# 41 Deluxe Autocycle



## 1817cent (May 28, 2022)

I picked up this bike in April at Memory Lane.  It was born a Deluxe Autocycle but sometime in its life it had been reduced to something less.  I completed the bike today to bring it upto its former glory.  All the parts are original except the buttons, which are original EA and the rear carrier is temporarily postwar. Also, the carrier clamp was made by BadBob here on the Cabe.  It rides great but will ride better once i get my ordered 20 tooth cog & driver.  Also, still searching for a better color match for the carrier legs.


----------



## buickmike (May 28, 2022)

What tooth count is on there now ?  How does it perform.?


----------



## 1817cent (May 28, 2022)

18 is on it now.  The Morrow hub does great.  I just want a little more ease in peddaling.  The way it is now, i would not want to pedal more than 7 to 10 miles.  With a 20 or even better, 22 tooth i could easily double that with my 72 year old body.


----------



## buickmike (May 28, 2022)

I am taking my bike from 22 tooth ND to morrow and I too sought the correct 22 morrow cog. But I'm afraid all I could locate was 20 older Bendix (screw on gear). No where close to putting  miles on my bike          instead  more like few blocks. My bike already heavy and big morrow adds to it.


----------



## 1817cent (May 28, 2022)

Oops.  Old Iron Bob made the very nice carrier clamp.  Sorry for the error.


----------



## catfish (May 29, 2022)
* * *
## Request
Please answer from the Deluxe Autocycle thread: what tooth count does the bike's owner say is on the bike now?

## Information shown
* * *
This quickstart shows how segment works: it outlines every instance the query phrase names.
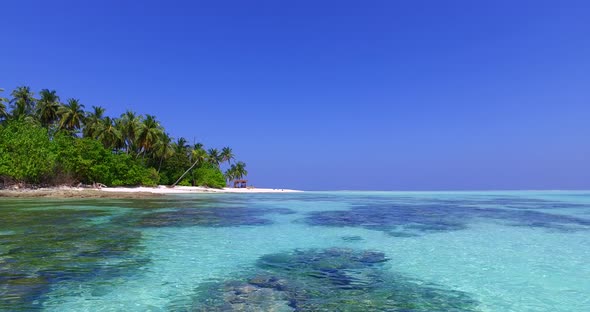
* * *
## Exercise output
18 teeth.